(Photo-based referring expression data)
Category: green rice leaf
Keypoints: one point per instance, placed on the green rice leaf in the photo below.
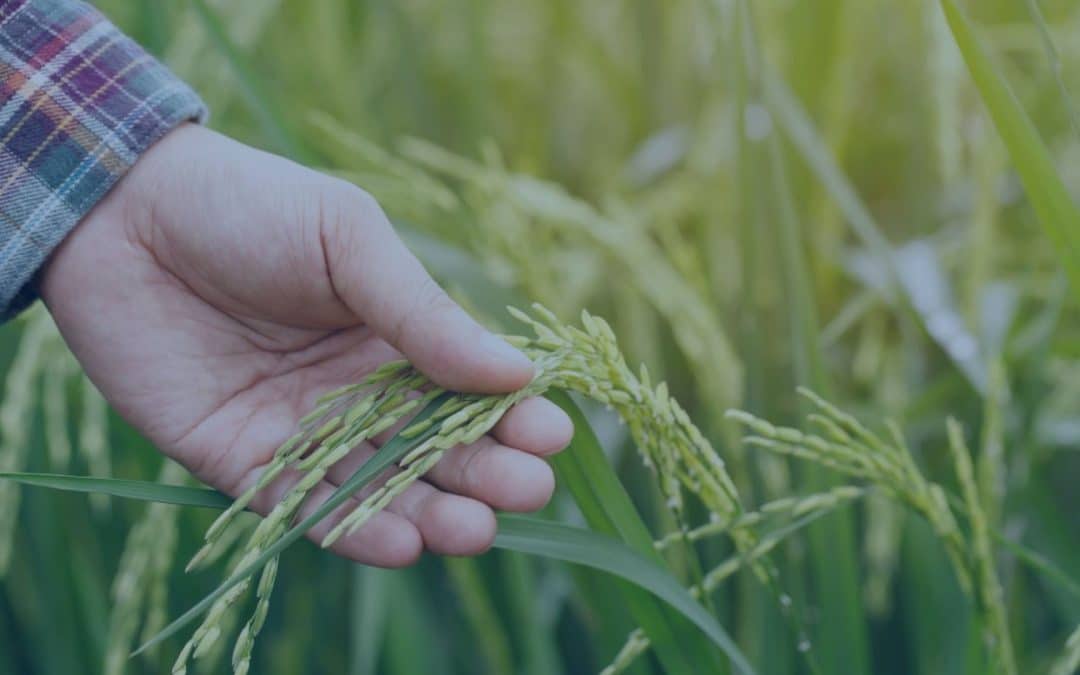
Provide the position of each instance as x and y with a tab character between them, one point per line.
584	470
131	489
1050	199
267	113
582	547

▶ _Exercise directions_
Write the data above out again exactly, minus its pictures.

▶ _Output of the task_
Category: green rice leaf
Keypoints: one point per instance, placed on the green rice leaf in the photo below.
Provide the position of each instance as x and y with a tab character between them, one point per line.
584	470
131	489
1050	199
267	113
582	547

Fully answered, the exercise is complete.